Keeping every character as it is, transcribe the entries below.

───── Supplied records

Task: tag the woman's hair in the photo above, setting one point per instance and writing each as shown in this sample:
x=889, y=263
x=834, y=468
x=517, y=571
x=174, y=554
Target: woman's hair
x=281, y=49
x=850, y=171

──────────

→ **Exercise answer**
Task: tag the woman's hair in the photo above, setting one point per instance and writing each as shown in this sample:
x=889, y=263
x=834, y=468
x=517, y=571
x=174, y=554
Target: woman's hair
x=281, y=49
x=850, y=171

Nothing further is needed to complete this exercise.